To do
Print every entry exactly as written.

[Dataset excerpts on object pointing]

* Begin *

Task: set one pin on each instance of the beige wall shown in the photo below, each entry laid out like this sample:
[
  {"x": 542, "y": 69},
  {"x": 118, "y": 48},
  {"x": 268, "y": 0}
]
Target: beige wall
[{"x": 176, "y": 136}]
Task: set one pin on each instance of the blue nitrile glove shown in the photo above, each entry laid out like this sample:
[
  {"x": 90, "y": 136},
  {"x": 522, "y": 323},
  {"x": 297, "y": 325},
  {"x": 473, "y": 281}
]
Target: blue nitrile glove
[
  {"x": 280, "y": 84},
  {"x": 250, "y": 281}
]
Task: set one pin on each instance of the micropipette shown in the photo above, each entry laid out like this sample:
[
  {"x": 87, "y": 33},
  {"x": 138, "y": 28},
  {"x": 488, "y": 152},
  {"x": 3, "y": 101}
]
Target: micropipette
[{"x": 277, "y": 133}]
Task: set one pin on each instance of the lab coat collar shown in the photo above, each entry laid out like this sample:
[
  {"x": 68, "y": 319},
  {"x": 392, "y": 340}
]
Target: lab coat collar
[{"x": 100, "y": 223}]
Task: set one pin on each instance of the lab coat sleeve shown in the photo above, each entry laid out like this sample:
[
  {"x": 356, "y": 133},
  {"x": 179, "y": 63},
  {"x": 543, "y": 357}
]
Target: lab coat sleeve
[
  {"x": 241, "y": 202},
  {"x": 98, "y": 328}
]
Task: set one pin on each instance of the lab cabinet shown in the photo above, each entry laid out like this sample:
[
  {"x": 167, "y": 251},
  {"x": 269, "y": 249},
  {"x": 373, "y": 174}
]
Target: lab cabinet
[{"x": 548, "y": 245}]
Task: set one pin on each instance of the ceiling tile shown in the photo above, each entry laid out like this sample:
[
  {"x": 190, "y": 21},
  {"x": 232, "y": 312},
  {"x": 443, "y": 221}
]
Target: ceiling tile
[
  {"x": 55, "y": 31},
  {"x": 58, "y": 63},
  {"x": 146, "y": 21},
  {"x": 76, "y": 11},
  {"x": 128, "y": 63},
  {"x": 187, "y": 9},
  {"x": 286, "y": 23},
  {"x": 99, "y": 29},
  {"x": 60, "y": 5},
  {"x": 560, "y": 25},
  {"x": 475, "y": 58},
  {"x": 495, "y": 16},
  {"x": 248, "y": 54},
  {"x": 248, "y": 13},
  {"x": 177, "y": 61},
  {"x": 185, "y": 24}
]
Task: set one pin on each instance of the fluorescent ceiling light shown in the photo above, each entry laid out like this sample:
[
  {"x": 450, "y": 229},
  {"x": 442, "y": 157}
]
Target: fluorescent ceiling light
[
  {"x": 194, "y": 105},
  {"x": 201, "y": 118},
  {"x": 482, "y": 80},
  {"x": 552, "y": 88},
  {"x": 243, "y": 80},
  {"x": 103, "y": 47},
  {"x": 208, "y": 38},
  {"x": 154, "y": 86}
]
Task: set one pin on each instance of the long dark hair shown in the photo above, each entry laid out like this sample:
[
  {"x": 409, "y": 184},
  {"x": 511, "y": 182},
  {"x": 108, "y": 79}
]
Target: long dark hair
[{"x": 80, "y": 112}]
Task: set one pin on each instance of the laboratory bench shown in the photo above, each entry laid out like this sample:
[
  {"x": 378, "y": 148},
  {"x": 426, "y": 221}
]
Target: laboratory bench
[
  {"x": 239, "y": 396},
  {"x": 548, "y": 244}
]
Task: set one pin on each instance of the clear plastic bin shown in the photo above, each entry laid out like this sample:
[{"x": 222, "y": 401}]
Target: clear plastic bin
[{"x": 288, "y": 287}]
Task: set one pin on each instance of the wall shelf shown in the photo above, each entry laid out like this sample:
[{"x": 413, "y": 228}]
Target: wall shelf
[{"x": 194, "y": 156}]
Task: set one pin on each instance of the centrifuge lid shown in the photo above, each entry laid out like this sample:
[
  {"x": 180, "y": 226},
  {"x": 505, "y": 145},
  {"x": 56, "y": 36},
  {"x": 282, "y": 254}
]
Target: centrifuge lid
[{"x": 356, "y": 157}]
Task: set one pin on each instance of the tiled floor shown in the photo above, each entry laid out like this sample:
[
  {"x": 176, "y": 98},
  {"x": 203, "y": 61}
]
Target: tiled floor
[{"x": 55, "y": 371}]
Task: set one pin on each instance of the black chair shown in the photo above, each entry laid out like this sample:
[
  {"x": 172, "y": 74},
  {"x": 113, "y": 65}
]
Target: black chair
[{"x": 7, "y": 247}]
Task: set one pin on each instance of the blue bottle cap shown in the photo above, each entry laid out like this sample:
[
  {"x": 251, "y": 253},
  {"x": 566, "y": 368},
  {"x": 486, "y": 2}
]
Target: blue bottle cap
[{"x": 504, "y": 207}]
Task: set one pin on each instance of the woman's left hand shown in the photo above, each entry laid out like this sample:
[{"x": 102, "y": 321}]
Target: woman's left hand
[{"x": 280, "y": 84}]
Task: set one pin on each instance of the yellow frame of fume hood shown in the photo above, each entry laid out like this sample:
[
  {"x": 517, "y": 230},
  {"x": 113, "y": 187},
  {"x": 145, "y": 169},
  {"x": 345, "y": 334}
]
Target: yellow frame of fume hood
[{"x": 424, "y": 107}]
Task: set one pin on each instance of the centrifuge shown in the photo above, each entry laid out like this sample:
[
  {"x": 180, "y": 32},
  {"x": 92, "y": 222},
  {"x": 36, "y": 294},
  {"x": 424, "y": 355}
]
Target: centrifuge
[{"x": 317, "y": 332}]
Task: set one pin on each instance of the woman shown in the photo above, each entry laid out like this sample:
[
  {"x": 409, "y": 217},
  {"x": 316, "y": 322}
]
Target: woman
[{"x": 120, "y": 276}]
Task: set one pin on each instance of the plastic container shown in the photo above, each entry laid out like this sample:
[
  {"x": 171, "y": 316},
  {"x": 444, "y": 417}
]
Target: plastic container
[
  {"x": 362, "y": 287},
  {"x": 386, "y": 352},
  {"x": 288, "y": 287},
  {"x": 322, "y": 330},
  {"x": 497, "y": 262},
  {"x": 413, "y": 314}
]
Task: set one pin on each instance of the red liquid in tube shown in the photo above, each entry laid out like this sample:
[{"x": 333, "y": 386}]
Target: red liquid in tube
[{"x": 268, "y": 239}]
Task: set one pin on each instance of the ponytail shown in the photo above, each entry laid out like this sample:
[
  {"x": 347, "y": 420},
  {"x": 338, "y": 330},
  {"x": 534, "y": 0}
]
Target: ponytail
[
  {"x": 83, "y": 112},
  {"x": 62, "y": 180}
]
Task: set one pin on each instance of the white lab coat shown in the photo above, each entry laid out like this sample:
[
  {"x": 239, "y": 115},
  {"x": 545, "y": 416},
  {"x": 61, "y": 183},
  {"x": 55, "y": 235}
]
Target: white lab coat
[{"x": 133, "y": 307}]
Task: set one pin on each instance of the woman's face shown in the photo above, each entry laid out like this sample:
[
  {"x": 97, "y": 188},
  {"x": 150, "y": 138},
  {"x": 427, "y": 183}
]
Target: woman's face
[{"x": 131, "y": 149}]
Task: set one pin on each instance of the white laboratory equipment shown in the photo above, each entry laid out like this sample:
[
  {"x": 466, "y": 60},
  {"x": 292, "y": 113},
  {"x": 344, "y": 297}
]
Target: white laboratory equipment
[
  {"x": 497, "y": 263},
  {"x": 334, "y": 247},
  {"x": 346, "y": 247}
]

* End *

Solved exercise
Task: set one pin on each instance of the beige wall shown in the photo below, each entry laid out like this sample:
[
  {"x": 542, "y": 69},
  {"x": 118, "y": 48},
  {"x": 268, "y": 0}
]
Target: beige wall
[{"x": 176, "y": 136}]
Task: set one pin on each instance of the blue nitrile glove shown in the photo above, each entry laid out like this sample:
[
  {"x": 90, "y": 136},
  {"x": 522, "y": 323},
  {"x": 297, "y": 325},
  {"x": 473, "y": 281}
]
Target: blue nitrile glove
[
  {"x": 280, "y": 84},
  {"x": 250, "y": 281}
]
Task: set one pin on each instance of the micropipette shown in the photo above, each entry laid out like this sample:
[
  {"x": 87, "y": 33},
  {"x": 138, "y": 28},
  {"x": 488, "y": 152},
  {"x": 3, "y": 101}
]
Target: micropipette
[{"x": 277, "y": 133}]
Task: set one pin on each instance of the lab coat collar shown in the photo above, each entry laid out like this sample:
[
  {"x": 68, "y": 319},
  {"x": 392, "y": 340}
]
Target: lab coat collar
[{"x": 100, "y": 223}]
Task: set one pin on each instance of the lab coat sleeve shown in the photo above, each entry laid out like this sample:
[
  {"x": 356, "y": 133},
  {"x": 179, "y": 63},
  {"x": 543, "y": 357}
]
Target: lab coat sleeve
[
  {"x": 241, "y": 202},
  {"x": 98, "y": 328}
]
Task: set one pin on each instance of the lab cabinet shown in the photo above, each entry laid out like this sample:
[
  {"x": 167, "y": 251},
  {"x": 269, "y": 249},
  {"x": 373, "y": 174}
]
Target: lab cabinet
[{"x": 548, "y": 245}]
Task: set one pin on each instance of the ceiling tile shown in the photo above, each entry laid out like this sample:
[
  {"x": 190, "y": 21},
  {"x": 232, "y": 312},
  {"x": 443, "y": 221}
]
Target: ceiling tile
[
  {"x": 55, "y": 31},
  {"x": 58, "y": 63},
  {"x": 146, "y": 21},
  {"x": 76, "y": 11},
  {"x": 128, "y": 63},
  {"x": 187, "y": 9},
  {"x": 286, "y": 23},
  {"x": 99, "y": 29},
  {"x": 60, "y": 5},
  {"x": 560, "y": 25},
  {"x": 475, "y": 58},
  {"x": 495, "y": 16},
  {"x": 248, "y": 54},
  {"x": 248, "y": 13},
  {"x": 177, "y": 61},
  {"x": 185, "y": 24}
]
Task: set one pin on each instance of the fluorescent ceiling light shown in the photo above, each entry laid out like this sample:
[
  {"x": 450, "y": 229},
  {"x": 442, "y": 157}
]
Target: fluorescent ceiling light
[
  {"x": 194, "y": 105},
  {"x": 201, "y": 118},
  {"x": 482, "y": 80},
  {"x": 552, "y": 88},
  {"x": 243, "y": 80},
  {"x": 103, "y": 47},
  {"x": 208, "y": 38},
  {"x": 154, "y": 86}
]
Task: set one pin on each instance of the long dark hair shown in the photo above, each entry laid out like this sample:
[
  {"x": 409, "y": 184},
  {"x": 511, "y": 182},
  {"x": 108, "y": 79}
]
Target: long dark hair
[{"x": 80, "y": 112}]
Task: set one pin on each instance of the laboratory bench shown in the photo above, each entry laid out like this sample:
[
  {"x": 378, "y": 148},
  {"x": 426, "y": 221}
]
Target: laboratory bench
[
  {"x": 239, "y": 396},
  {"x": 548, "y": 244}
]
Task: set one pin on each instance of the clear plastic bin shown in the photo above, each entry laid out like this sample:
[{"x": 222, "y": 401}]
Target: clear plastic bin
[{"x": 288, "y": 287}]
Task: set one pin on each instance of the wall shelf shown in the photo above, each entry laid out like this sample:
[{"x": 413, "y": 228}]
Target: wall shelf
[{"x": 194, "y": 156}]
Task: set one pin on each instance of the centrifuge lid shown in the photo above, each entry laid out like this sample:
[
  {"x": 180, "y": 226},
  {"x": 505, "y": 145},
  {"x": 56, "y": 36},
  {"x": 282, "y": 254}
]
Target: centrifuge lid
[{"x": 356, "y": 157}]
Task: set one pin on each instance of the tiled floor shown in the photo above, each entry laid out like this sample:
[
  {"x": 176, "y": 98},
  {"x": 203, "y": 61}
]
Target: tiled floor
[{"x": 55, "y": 371}]
Task: set one pin on each instance of the black chair shown in the photo above, each entry laid out like this sample:
[
  {"x": 172, "y": 74},
  {"x": 113, "y": 65}
]
Target: black chair
[{"x": 7, "y": 247}]
Task: set one pin on each instance of the blue bottle cap shown in the photo above, each entry laid out like this sample:
[
  {"x": 251, "y": 253},
  {"x": 566, "y": 368},
  {"x": 486, "y": 2}
]
Target: blue bottle cap
[{"x": 504, "y": 207}]
Task: set one pin on each instance of the woman's left hand shown in the photo above, each entry laid out like this sample:
[{"x": 102, "y": 321}]
Target: woman's left hand
[{"x": 280, "y": 84}]
Task: set one pin on each instance of the yellow frame of fume hood shown in the photo above, each entry laid out like this sample:
[
  {"x": 517, "y": 230},
  {"x": 113, "y": 187},
  {"x": 145, "y": 169},
  {"x": 345, "y": 334}
]
Target: yellow frame of fume hood
[{"x": 424, "y": 107}]
Task: set one pin on each instance of the centrifuge shown in the photo above, each entry laid out like this sample:
[
  {"x": 180, "y": 32},
  {"x": 92, "y": 222},
  {"x": 36, "y": 294},
  {"x": 424, "y": 355}
]
Target: centrifuge
[{"x": 317, "y": 332}]
Task: set one pin on each instance of the woman shown in the photo above, each entry laid out like this sample:
[
  {"x": 409, "y": 217},
  {"x": 316, "y": 322}
]
Target: woman
[{"x": 120, "y": 276}]
Task: set one pin on each instance of the plastic container shown in the photo above, each entry laid out like this sample:
[
  {"x": 171, "y": 316},
  {"x": 444, "y": 417}
]
Target: plastic container
[
  {"x": 362, "y": 287},
  {"x": 386, "y": 352},
  {"x": 288, "y": 287},
  {"x": 322, "y": 330},
  {"x": 497, "y": 262},
  {"x": 413, "y": 314}
]
Task: set one pin on each instance of the red liquid in tube shown in the photo above, each entry laid out like this sample:
[{"x": 333, "y": 386}]
Target: red liquid in tube
[{"x": 268, "y": 239}]
Task: set one pin on each instance of the ponytail shown in the photo above, each entry laid out like this sample:
[
  {"x": 347, "y": 420},
  {"x": 338, "y": 330},
  {"x": 534, "y": 0}
]
Target: ponytail
[
  {"x": 83, "y": 112},
  {"x": 62, "y": 180}
]
Task: set one pin on each instance of the white lab coat shown in the photo above, each entry laid out like this sample:
[
  {"x": 239, "y": 115},
  {"x": 545, "y": 416},
  {"x": 61, "y": 183},
  {"x": 55, "y": 235}
]
Target: white lab coat
[{"x": 133, "y": 307}]
Task: set one pin on each instance of the woman's face shown in the photo above, each entry laid out like this sample:
[
  {"x": 97, "y": 188},
  {"x": 150, "y": 138},
  {"x": 427, "y": 183}
]
Target: woman's face
[{"x": 131, "y": 149}]
Task: set one pin on each instance of the white laboratory equipment shown in the photo above, each entry laid out like this sample:
[
  {"x": 466, "y": 60},
  {"x": 292, "y": 113},
  {"x": 344, "y": 297}
]
Target: white laboratory equipment
[
  {"x": 497, "y": 263},
  {"x": 334, "y": 247},
  {"x": 346, "y": 247}
]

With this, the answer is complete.